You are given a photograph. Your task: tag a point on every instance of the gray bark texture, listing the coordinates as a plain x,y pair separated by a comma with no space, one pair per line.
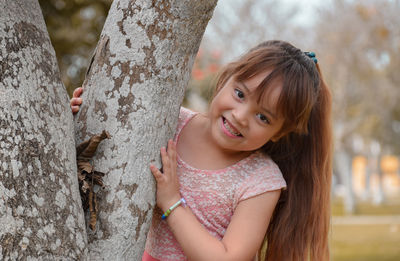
134,87
41,216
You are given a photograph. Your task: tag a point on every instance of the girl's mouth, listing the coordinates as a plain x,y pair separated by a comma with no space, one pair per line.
229,129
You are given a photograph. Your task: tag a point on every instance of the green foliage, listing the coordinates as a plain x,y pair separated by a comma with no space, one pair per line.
74,27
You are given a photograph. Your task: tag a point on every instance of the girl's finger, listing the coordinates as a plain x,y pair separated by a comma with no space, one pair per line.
165,160
173,158
76,101
156,172
77,92
74,109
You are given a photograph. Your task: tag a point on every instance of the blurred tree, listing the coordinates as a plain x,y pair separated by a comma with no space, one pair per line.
358,46
74,27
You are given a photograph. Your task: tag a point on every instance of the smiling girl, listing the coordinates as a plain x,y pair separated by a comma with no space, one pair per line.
255,168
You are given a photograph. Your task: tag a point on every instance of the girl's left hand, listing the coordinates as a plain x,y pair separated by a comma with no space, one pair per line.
167,180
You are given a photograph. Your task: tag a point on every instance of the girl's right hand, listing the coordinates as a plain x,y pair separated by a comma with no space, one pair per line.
76,101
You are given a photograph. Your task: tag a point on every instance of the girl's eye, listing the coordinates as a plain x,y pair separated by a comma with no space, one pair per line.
239,93
263,118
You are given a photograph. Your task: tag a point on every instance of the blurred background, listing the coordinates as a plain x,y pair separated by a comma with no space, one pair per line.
357,43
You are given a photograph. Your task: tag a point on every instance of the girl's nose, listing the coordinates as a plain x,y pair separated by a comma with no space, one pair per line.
240,115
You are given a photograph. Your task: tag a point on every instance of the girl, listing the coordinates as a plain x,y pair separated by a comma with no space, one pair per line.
256,167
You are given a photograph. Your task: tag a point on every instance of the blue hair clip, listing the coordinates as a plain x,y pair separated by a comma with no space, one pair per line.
312,56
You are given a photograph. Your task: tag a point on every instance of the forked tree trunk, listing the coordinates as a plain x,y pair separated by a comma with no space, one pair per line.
134,87
41,217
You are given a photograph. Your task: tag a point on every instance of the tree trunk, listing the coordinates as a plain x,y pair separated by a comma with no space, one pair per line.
40,210
134,87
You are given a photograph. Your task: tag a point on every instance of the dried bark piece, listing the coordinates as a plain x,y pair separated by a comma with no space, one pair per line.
88,178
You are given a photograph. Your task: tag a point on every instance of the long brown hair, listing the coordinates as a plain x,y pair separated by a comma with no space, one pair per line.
300,224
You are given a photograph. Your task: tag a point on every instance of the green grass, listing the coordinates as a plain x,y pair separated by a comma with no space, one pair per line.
365,242
371,242
390,207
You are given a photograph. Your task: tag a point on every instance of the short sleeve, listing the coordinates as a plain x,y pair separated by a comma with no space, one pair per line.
264,179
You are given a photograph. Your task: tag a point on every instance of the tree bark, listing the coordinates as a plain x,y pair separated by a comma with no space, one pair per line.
134,87
40,210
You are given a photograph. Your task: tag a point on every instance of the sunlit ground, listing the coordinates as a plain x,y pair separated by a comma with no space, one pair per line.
372,234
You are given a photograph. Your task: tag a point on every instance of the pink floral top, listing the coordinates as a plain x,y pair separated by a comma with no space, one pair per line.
212,195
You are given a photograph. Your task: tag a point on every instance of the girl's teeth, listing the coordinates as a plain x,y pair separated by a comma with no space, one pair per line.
228,127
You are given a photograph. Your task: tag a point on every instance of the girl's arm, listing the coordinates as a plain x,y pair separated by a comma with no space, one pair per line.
244,234
76,101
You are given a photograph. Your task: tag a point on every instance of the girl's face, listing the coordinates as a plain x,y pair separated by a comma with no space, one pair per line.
238,121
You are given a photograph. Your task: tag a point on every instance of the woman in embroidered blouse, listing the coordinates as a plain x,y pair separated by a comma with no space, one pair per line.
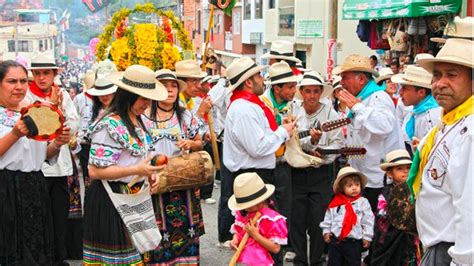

++++++

* _WHAT TO PRODUCE_
Please set down each entry word for word, without its images.

* _YOUR RESPONSE_
You are given a photograph. Your task: tag a point on every instance of the gray bark texture, listing the coordinates as a plain x,y pair separated by a comma with no space, one pair per line.
134,87
41,216
You are given a photograph. Your task: tag a point on every instance of the girl's mouth, listing the coordinates as a plain x,y pair separated by a comma with no space, one pair per line.
229,129
You are given a photograph. Your task: tag a point on every instance of the green foliage, listing the coordinates as a plain x,y pair separated by a comma with no space, one pair per line.
74,27
You are given a photograph. Your task: tag a point on every instance of the girl's finger, listing the coordinates as a plain x,y pair separated by a comma with no space, one pair per line.
165,160
173,158
76,101
156,172
77,92
74,109
You are given a photograph. Your task: tag a point on every instance of the blurred tree, listing the coordinates as a plain x,y pair separated by a comma with no space, one pair per line.
358,46
74,27
You are given a photograph. Your task: tag a point on every instance of the smiling girl, listing the coordinates as a plain x,y pair separated by a comma with no space, one pair per line.
255,168
You are given a photograph. Your task: tag a point on every instance of the girl's left hand, listing the coordinates as a plain x,y pair separated by a comma with no space, one pair per line.
167,180
You are given a photograph. Your task: tag a point on every instance of the girl's right hand, listing the coordinates as a plain x,y pair separated by a comma with no space, one pair per line.
76,101
You are given a photograph. Your task: tag a point on every instance of the girl's eye, listing the coordinates as a plain x,y pair separated by a comma with no space, one pair per line.
239,93
263,118
You are given a photograph. Your task: tag a point on every instance of the blurred background, listing the coordinates as a plain x,y pair separated by a comma with no space, one pair per line.
357,43
You are given a photograph. Your task: tag a point on every instance of the girl's nose, listing the coordinates as a plain x,y pair separated by a comma with no space, one pair per line.
240,115
You are given a photograph. Your task: tag a point on every instance of the girl, listing the coordinates as a plain x,y pair separated by a comma with no space, one pair per line.
256,167
You are given a photograph. Your task: tag a point on every instance of the blue hair clip, listing the coordinates as a plain x,y pair separated by a comma with no space, one pair per line.
312,56
You are given a photograph. Your task: tag a point on every instance of the forked tree trunk, listing the coordinates as a plain x,y pair separated by a comma with no space, one pair per line.
134,87
41,217
You are given a photograph. Your task: tag a point on every instance of the tree trunk, listing the coordinates as a plain x,y pair separated by a comma with no space, one pair per line.
40,210
134,87
You are given a photograph. Your task: tag a point on every instance of the dried bark piece, listing the coordinates as a plain x,y pair separated by a comma with no space, one pair per line.
88,178
You are given a photograph. Your task: tag a point on every instance of the long brown hair, listing the coordinates as a plain x,y pair separated by a comma with no space, one pair per line.
300,224
You are given a photograph. Your task: tag a point on every instance of the green grass, listing the coordinates as a plain x,y pair separated by a comma with no space, one pair per line.
365,242
371,242
390,207
You are given a photograph. Your task: tag a point on every instance of the short sleeve, listing the coordinates as a plain x,y pair separated by a comma with no space, one pair per line.
264,179
You are given a photograph. Your task: tag a point on every instance of the tree bark, listing the coordinates as a plain x,y pair separated by a comma with no space, one pair per line.
134,87
40,210
You are given a photograph. Your task: tag a point on every instance of the sunlit ground, listing the coordinates as a plain x,y pair separated by a comma with no space, one pair per line.
372,234
You are given a photograph. Your task: tag a point on every instance of the pink floral top, listing the coordinates as a plain x,y pair separated by a comma with no space, one pair per line.
212,195
You are given a photograph. Your task: tag a point on every instance of the girl's teeth, listing the coordinates as a plain x,y pair separated by a comma with no space, one pair per line.
228,127
You are given a photograph. Your task: tag a point on every instance of the girl's arm, listing the coordinates as a plain x,y pair separated by a comma with no space, one pair per line.
244,234
76,101
You are given a photograph. Your task: tag a point on every instance of the girl's face, listing the coordinates as a plain x,y pair separated by a comma with no space, one pair per line.
238,121
You are given a photograph. Your task: tag a point on every instance of the woman in embroidered blouse, listing the coordinates as a plain x,y pair separated by a comma with no space, one pair per line.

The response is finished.